**Problem to solve**
Pull out each line of the records below that contains the word "black". Case counts.

* START Data entries *

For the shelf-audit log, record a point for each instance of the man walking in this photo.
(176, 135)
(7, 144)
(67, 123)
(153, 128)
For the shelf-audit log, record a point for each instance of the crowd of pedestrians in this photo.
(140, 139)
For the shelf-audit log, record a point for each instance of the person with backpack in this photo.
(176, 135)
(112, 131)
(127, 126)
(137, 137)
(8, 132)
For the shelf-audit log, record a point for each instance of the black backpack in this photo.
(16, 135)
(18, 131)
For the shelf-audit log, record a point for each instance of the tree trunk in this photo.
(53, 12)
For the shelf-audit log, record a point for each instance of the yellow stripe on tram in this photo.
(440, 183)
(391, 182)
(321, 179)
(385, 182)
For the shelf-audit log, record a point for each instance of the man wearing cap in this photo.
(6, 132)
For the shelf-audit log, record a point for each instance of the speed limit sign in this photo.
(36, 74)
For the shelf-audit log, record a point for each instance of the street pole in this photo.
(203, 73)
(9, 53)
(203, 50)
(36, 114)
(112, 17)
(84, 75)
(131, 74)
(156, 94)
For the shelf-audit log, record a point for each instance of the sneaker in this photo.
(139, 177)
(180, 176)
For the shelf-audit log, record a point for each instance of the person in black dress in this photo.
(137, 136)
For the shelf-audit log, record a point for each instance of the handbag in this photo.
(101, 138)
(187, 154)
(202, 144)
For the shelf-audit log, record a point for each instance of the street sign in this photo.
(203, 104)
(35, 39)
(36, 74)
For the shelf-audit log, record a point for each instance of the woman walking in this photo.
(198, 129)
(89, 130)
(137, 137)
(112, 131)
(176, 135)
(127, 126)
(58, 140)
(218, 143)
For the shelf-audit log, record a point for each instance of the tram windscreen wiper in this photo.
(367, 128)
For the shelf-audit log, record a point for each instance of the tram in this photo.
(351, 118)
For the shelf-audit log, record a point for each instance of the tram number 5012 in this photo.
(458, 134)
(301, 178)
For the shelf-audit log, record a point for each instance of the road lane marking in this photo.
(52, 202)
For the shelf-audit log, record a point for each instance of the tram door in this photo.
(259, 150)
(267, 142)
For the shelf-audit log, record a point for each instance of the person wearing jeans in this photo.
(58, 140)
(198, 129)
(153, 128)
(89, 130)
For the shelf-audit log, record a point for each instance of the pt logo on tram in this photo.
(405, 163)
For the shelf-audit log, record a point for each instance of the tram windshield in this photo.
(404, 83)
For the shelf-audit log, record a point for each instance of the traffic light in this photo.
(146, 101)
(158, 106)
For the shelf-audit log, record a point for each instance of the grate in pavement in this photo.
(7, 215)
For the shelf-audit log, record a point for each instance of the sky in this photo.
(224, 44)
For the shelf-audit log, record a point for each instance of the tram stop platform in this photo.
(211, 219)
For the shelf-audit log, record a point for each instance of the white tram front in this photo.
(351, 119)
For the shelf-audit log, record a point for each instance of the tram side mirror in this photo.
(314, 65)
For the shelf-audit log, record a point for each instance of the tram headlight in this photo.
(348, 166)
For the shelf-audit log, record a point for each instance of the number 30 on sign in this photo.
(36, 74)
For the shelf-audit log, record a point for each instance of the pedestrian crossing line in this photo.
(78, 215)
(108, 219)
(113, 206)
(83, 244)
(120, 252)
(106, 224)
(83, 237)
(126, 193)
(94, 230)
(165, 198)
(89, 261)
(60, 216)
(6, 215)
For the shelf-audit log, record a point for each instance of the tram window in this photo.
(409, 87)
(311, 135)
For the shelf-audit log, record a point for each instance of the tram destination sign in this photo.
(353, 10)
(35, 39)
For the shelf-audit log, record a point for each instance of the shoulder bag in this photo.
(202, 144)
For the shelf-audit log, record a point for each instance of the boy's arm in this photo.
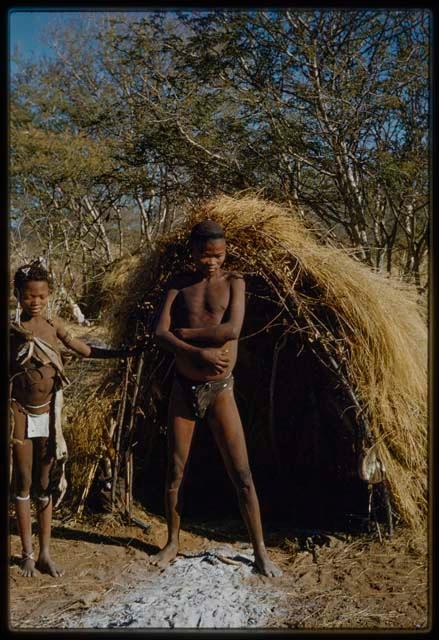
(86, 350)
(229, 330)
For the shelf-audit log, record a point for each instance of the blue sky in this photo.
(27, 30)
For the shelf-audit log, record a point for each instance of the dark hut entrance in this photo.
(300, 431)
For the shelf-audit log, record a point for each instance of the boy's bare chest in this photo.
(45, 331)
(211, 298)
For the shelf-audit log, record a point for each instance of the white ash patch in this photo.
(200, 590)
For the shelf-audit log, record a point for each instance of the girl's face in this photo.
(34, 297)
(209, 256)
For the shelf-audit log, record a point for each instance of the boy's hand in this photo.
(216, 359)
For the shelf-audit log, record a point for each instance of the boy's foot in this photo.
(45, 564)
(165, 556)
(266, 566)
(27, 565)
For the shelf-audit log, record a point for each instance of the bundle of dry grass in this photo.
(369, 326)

* END Data entries *
* START Data entries *

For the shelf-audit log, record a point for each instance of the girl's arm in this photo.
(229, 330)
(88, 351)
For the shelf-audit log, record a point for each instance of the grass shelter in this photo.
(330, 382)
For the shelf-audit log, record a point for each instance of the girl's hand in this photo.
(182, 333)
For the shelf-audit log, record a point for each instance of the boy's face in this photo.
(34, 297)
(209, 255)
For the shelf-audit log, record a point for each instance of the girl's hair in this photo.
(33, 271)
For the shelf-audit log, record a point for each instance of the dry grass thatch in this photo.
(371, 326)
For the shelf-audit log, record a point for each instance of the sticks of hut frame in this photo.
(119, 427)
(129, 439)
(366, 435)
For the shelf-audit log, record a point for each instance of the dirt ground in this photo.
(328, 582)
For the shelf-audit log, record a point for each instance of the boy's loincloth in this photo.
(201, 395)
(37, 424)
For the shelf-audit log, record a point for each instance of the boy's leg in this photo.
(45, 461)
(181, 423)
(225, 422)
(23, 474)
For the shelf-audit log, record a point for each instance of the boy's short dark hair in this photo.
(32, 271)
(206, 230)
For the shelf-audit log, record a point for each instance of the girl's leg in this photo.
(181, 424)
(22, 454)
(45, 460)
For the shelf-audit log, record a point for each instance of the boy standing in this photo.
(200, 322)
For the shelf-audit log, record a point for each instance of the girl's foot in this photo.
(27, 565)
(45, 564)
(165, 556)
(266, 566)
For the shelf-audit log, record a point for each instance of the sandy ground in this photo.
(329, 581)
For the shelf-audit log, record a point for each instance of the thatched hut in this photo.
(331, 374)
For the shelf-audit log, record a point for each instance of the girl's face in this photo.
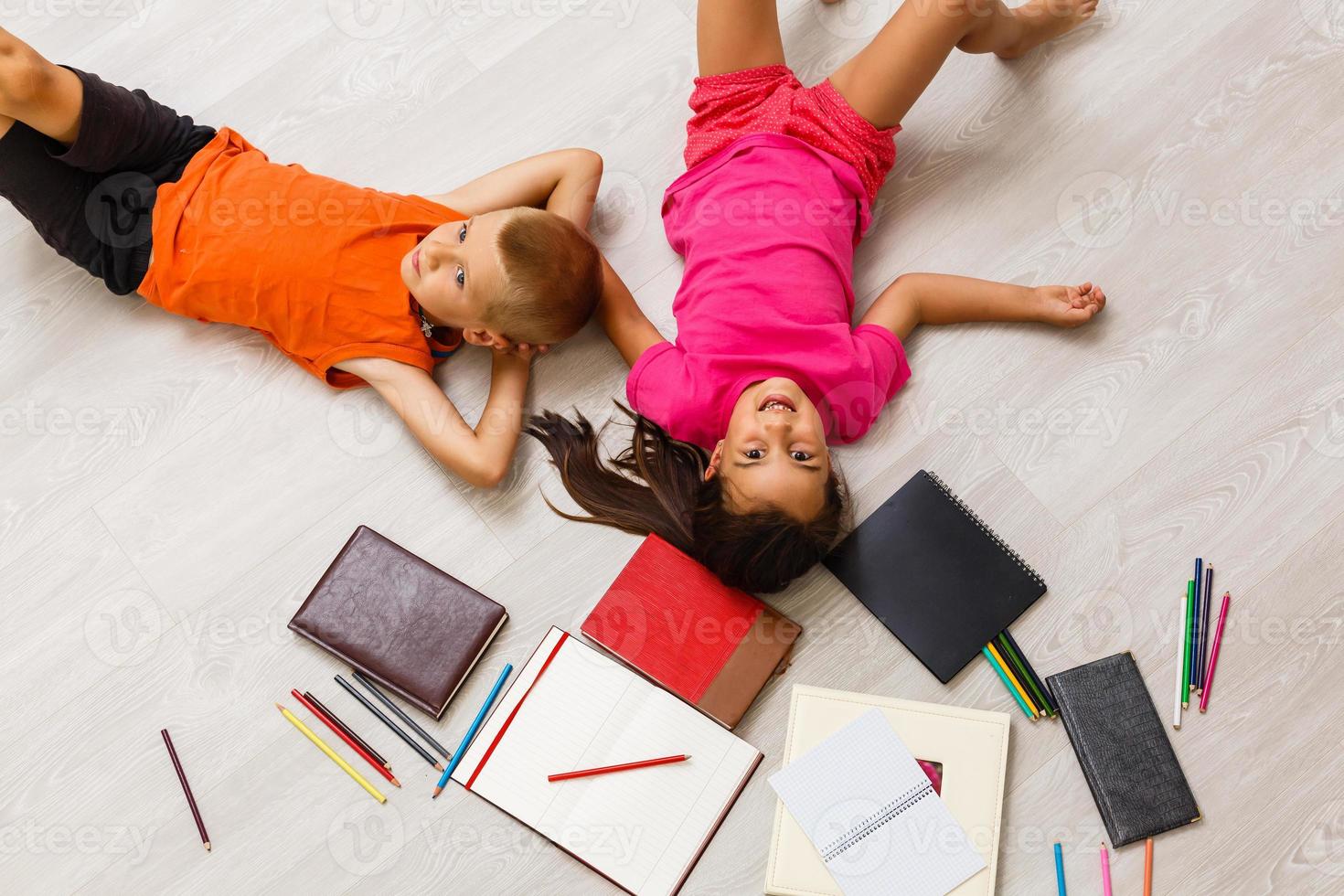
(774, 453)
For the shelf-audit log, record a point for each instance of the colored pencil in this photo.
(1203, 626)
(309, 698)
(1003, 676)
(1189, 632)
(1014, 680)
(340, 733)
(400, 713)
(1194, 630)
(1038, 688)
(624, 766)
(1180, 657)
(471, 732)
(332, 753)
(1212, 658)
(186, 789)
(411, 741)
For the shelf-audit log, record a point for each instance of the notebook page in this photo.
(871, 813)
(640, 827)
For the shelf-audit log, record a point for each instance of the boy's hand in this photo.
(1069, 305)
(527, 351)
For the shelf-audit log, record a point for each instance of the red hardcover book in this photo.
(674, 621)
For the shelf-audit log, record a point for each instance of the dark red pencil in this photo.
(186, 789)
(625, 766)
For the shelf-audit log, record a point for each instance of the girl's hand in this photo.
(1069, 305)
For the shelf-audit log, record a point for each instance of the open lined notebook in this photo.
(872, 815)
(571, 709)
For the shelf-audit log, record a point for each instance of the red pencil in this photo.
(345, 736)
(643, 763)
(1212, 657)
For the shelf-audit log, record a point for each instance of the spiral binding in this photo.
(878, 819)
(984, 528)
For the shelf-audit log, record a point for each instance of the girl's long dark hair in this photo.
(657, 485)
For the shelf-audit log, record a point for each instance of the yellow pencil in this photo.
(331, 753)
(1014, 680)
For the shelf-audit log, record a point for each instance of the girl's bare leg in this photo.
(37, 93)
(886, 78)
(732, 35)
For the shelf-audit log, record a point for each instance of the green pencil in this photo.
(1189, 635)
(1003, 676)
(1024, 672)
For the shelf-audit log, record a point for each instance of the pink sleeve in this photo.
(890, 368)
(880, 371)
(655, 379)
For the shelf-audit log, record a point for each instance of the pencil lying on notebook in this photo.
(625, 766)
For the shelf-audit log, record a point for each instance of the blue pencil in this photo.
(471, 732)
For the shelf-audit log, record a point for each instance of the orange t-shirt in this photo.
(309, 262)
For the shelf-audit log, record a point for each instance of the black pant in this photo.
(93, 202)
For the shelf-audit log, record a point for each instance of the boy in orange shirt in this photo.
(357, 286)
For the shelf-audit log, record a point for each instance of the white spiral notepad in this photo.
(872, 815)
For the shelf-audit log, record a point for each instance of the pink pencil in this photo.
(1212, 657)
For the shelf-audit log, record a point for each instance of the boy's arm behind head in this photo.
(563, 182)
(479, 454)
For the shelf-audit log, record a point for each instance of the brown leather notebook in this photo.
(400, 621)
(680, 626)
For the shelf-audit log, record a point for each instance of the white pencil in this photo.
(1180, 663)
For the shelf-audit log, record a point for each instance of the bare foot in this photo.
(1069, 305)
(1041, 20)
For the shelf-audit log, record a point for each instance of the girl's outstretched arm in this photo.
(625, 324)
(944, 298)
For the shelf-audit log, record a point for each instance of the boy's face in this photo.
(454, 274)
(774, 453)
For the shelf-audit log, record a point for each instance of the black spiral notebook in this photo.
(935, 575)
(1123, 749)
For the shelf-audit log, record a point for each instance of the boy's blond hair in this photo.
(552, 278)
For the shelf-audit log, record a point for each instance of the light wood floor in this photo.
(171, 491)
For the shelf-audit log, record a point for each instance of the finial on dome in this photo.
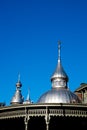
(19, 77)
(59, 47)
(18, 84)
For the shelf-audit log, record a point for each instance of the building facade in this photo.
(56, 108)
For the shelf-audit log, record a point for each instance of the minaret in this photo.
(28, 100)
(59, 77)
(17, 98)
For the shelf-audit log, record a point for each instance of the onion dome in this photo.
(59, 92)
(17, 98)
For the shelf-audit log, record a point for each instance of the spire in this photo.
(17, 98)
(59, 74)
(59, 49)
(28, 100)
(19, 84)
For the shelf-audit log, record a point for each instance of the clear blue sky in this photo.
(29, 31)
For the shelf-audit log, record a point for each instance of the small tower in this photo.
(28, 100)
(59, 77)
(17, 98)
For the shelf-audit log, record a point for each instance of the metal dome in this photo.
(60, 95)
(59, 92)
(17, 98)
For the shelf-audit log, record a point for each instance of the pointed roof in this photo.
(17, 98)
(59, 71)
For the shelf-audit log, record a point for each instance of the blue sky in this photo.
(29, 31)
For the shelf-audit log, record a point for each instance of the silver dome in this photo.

* END Data entries *

**Answer to the task**
For the shelf-audit log, record a point for each instance of the black backpack in this photo.
For the shelf-audit log, record a point for each instance of the person in black dress in this photo.
For the shelf-audit log, record a point for each instance of the black pant in this photo.
For the shelf-audit log, record a point for each instance of the black spiral notebook in this photo.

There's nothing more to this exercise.